Reproduce verbatim the lines of the material below, from the line containing "Where can the storage" through the final line of the material.

Recorded data

## begin

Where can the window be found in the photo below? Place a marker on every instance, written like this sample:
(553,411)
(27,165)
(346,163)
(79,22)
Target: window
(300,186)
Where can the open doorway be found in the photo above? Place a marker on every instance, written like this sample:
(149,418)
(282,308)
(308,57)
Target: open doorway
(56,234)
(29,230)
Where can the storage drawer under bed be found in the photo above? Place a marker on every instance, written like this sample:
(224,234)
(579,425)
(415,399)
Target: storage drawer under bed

## end

| Response |
Where can the storage drawer under bed be found in the photo above? Place a marker on every instance, written like this sample:
(224,234)
(579,425)
(415,399)
Target: storage drawer under bed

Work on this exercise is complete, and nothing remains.